Directions:
Write out each record below exactly as it appears, with no pictures.
START Material provided
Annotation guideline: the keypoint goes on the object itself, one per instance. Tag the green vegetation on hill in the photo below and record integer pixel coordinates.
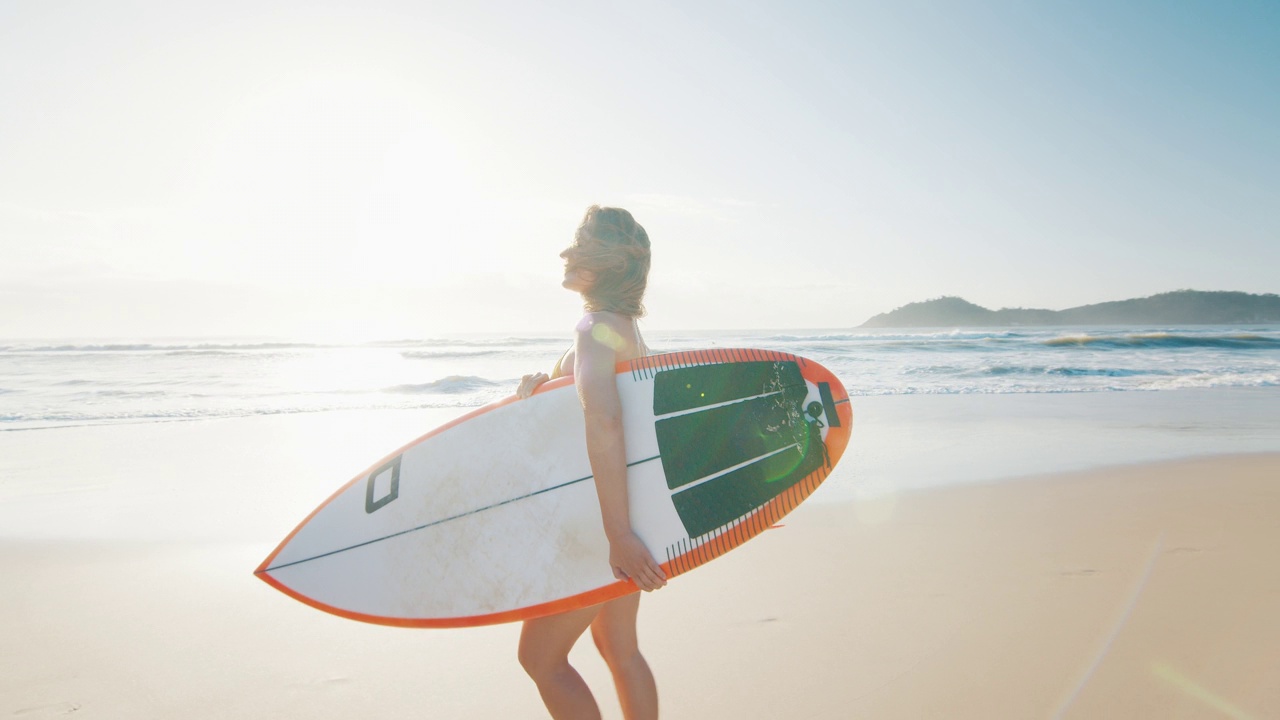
(1183, 306)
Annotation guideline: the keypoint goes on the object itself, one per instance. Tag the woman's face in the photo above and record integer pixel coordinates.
(579, 279)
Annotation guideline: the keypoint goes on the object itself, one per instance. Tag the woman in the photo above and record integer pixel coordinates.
(608, 264)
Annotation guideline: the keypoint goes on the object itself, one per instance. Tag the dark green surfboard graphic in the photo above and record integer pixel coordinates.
(732, 437)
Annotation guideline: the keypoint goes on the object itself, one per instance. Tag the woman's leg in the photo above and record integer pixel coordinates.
(544, 645)
(615, 634)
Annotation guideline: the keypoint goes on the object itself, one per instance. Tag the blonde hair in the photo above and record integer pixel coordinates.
(612, 245)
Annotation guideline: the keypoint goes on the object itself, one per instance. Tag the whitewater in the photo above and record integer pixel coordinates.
(78, 382)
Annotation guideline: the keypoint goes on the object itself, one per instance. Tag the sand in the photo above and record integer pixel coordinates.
(1143, 591)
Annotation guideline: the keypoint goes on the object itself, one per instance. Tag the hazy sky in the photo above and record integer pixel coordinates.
(398, 169)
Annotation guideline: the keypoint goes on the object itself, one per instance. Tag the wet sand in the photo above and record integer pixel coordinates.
(1144, 591)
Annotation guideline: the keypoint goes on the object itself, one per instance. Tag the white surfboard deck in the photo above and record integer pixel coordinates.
(494, 516)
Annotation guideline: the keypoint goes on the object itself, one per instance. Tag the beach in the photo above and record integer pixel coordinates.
(1139, 589)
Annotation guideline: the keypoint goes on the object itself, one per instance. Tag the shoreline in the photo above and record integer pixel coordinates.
(1142, 589)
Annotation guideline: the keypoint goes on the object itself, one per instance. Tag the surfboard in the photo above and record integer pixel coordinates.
(494, 516)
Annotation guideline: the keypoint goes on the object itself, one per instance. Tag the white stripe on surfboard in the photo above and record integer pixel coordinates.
(700, 408)
(730, 469)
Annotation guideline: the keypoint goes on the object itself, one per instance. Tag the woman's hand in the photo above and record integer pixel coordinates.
(529, 383)
(631, 560)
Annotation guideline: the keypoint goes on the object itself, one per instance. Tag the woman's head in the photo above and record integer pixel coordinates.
(608, 261)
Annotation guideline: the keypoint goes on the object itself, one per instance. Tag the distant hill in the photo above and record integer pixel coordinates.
(1179, 308)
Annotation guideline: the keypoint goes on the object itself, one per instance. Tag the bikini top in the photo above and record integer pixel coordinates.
(641, 346)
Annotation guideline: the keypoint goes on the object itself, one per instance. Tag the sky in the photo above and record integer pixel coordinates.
(406, 169)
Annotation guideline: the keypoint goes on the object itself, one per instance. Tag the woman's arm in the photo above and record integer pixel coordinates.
(602, 409)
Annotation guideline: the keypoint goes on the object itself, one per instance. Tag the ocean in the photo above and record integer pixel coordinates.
(237, 440)
(50, 384)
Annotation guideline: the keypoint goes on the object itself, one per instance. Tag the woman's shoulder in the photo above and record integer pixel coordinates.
(607, 329)
(603, 318)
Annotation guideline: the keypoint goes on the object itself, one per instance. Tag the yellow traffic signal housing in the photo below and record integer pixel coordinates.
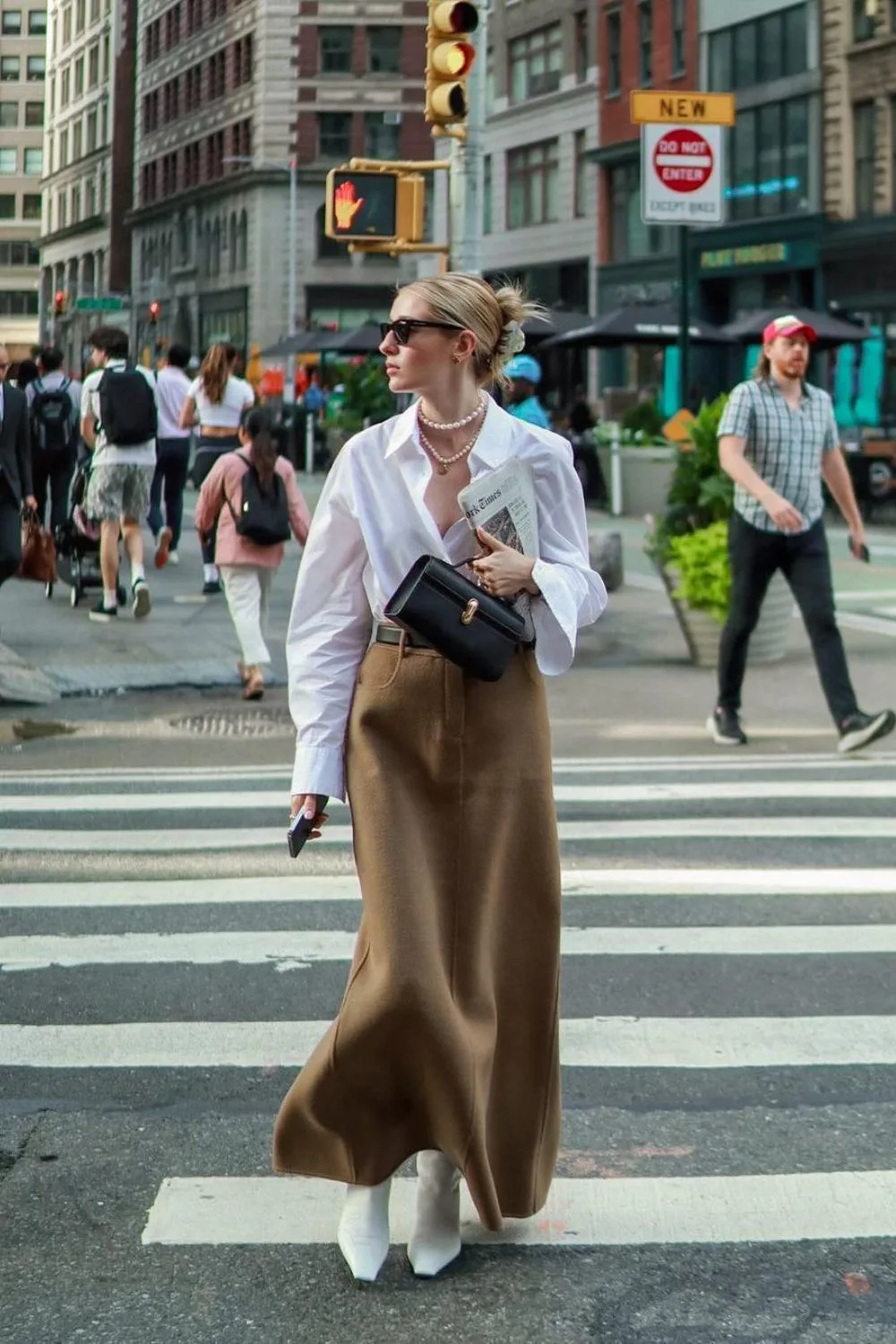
(449, 56)
(375, 207)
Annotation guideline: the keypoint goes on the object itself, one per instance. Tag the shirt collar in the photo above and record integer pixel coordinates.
(493, 446)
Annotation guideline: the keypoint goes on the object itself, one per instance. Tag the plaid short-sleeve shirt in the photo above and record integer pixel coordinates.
(783, 445)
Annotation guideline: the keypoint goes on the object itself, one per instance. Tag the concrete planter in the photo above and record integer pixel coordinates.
(646, 473)
(769, 642)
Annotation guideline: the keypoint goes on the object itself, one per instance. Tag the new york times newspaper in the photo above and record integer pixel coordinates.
(503, 504)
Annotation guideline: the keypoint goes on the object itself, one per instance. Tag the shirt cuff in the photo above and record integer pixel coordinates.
(319, 771)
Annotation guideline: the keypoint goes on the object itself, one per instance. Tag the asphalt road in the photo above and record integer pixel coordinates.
(727, 1169)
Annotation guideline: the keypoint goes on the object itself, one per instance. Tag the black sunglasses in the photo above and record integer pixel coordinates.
(405, 325)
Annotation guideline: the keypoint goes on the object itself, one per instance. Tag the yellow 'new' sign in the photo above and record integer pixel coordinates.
(657, 105)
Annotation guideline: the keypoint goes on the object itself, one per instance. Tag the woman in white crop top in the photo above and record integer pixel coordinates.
(215, 402)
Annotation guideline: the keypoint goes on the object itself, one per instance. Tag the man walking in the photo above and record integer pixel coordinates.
(172, 456)
(54, 403)
(778, 440)
(118, 421)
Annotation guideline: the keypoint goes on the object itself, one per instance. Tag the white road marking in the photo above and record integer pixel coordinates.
(584, 1043)
(630, 1211)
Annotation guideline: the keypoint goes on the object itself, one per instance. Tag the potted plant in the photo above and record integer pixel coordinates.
(689, 548)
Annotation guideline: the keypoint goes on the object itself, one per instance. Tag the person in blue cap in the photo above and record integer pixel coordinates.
(525, 374)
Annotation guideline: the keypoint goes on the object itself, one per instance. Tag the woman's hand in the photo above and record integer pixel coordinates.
(501, 570)
(306, 803)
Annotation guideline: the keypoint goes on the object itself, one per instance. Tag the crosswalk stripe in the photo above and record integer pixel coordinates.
(244, 800)
(576, 882)
(629, 1211)
(584, 1043)
(285, 949)
(260, 838)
END Material provided
Solution to this problem:
Annotation guideline: the keypoint goes on the object itself, one per instance. Tag the green vegetation on hill in the photo below and record integer pixel coordinates.
(1183, 306)
Annotation guideline: the keypoint goes on the object itself, one per instance. Tag the woman's face in the photo above and record integer pixel coordinates.
(579, 279)
Annotation guideline: the keypoint goes on the object itself, one per instance. Tag the woman in the photo above and record integer pixel coordinates.
(608, 264)
Annotation guideline: the keypoint goes on the object itself, one per instance. Tag the dark green surfboard graphic in the photo above and record integer pixel coordinates.
(732, 437)
Annotation guideline: the keypoint goes on the object itself, one per instance. Tag the woman's leg in the photo above and record integer pixel coordinates.
(544, 645)
(615, 634)
Annotation guideline: the keypoint goes on the object itself, one per instance. Tag the blonde hair in the photo above and record integer pixel coordinates.
(612, 245)
Annotation guideline: the keypoint goes on the object itself, one per instance. Tag the whitewater in the photo above and record integer pixel coordinates.
(78, 382)
Annotation guideline: the keypoint goes on the object itself, one per instance. Tag the sand in the photo above and record integer pixel coordinates.
(1143, 591)
Annotation guideline: the keypoint goes on the object itself, one per instance. Tag the hazy sky in the photo above and record integer pixel coordinates.
(398, 169)
Annotation guideline: the keypoint goes on the object itself, one per instance. Tag the wet sand in the photo above and record integer pixel coordinates.
(1144, 591)
Annotation guideline: the keypoint goes on the object itself, one per instance. Tag the white surfboard deck in the photo above and record integer pixel coordinates.
(494, 516)
Annotation guideline: the keypoint goes on the object itself, one per instance. Tag the beach in the photo above and record integer pixel coordinates.
(1139, 589)
Annotation guideline: the keypoint goes on the object itself, one per instance. Tag the shoreline in the photo above and record integer pixel coordinates.
(1142, 589)
Annotation guideline: the keypoint goes on the object itself, one per instance. Tag the surfboard in the photo above and record integer pixel coordinates.
(494, 516)
Annotation guideline: the keypoint goes on the object itself, one per instance. Tag the white stripe on surfboard in the photo above and record integer pixel coordinates.
(700, 408)
(730, 469)
Annotation guideline: the keypoint goes on the object itself, one per instance. Tag the woman's hand in the photo above and record integer pixel coordinates.
(529, 383)
(631, 560)
Annotation guideline: the keypoint goes on the object itself, one per instance. Tag the woman's head in the photo above and record integer pixel coordinates.
(608, 261)
Annotation guideline: the keypoint goes on the object itself, one per instance. Tag the distant hill in the photo above and record integer pixel coordinates.
(1179, 308)
Annotation guideline: the keypoint goes on the object itself, one per instance. Tag the bikini top in the photo above and record integer pixel coordinates.
(641, 346)
Annotation guideline: the keypoint goes on the object itself, one per instance. Tag the sky in the photo above and record integer pixel coordinates.
(406, 169)
Annotation guideline: the keypoint goes on the object itself, one per instance. Tag the woman's arm in the photo above and record integer pixel coordinates.
(602, 409)
Annotation guideline: the keypoint goes on the object itself, one per instance. Tag the ocean in the photo above and record integer pixel coordinates.
(237, 440)
(50, 384)
Annotation guideline: the keypoint goes on the object itself, one per instance. Tag the woman's shoulder in the photo above and record integer pixel coordinates.
(607, 329)
(603, 318)
Annotation guideline: the keypoint goes on the object itself, one per instance. Tag the yellow traffic signal housing in the photo below and record integer pixel coordinates.
(449, 56)
(375, 207)
Annotation guideline: the keypoint goes on the object itself, one per instance. Tag the shirt collar in the photo above and record integer pixel coordinates.
(493, 446)
Annotation guideline: the keypoint goes on the object itself, one per instance. Tag the plaid short-sleeve shirt in the photo above and record integer pixel coordinates.
(783, 445)
Annotation guideline: the keypoint goes on the object itself, one per instance. Tag the concrete planter in the photo above and record integer pixel coordinates.
(646, 473)
(769, 642)
Annotation guideline: the keypoint goes on the object itself, one per instance. Tag the new york times newspaper in the photo above and record integer pixel coordinates.
(503, 504)
Annotation guideline: the keypoint goes on the object itself, one per instance. Tag the shirt cuff in the photo above and record integer pixel coordinates.
(319, 771)
Annotation guideline: the keypoint goes on the object itself, one per instance. Tag the asphalt road in the photo above and record integer pixel coordinates.
(727, 1169)
Annotation guideline: the keypoint goes on the object itself, one per instance. Tag the black sunglasses in the photo above and record integer pixel coordinates.
(405, 325)
Annotation guideline: the keypoint goes on the object itself, one per instance. Tag the yellow 'new' sign in the photo above and record integer pixel coordinates.
(657, 105)
Annotation guideline: the keypoint goes on the object itself, one per instance. Tag the woman in white crop top in the photo above and record integer pixel coordinates.
(215, 402)
Annotation guideline: the keypoint goes on the object itself, one per instance. Tag the man walking in the photo above and record integer pixel coordinates.
(172, 456)
(54, 403)
(778, 440)
(118, 421)
Annotation guideline: the keypoint goes on the object itself, one per instance. Tag the white road marking in the photo above and record integer pixel coordinates.
(584, 1043)
(630, 1211)
Annotation guideline: the keypoint goes on the object itself, one per instance. Tag the potted plant in the photo above and record integer pixel coordinates.
(689, 548)
Annotation guideline: the keypoint goes on the object itself, one per instance. Tag the person in blue cap in the photo above and record integer pixel coordinates.
(525, 374)
Annotation guideline: the keypoint goes on the object itself, one per instance. Tag the woman's hand in the photo above and record integer pixel coordinates.
(501, 570)
(306, 803)
Annotation guideline: the keypoint goes on the object itself, one per instance. Tag the crosswalk stripe in the photo above and record integer pixel coordinates.
(244, 800)
(576, 882)
(629, 1211)
(584, 1043)
(285, 949)
(260, 838)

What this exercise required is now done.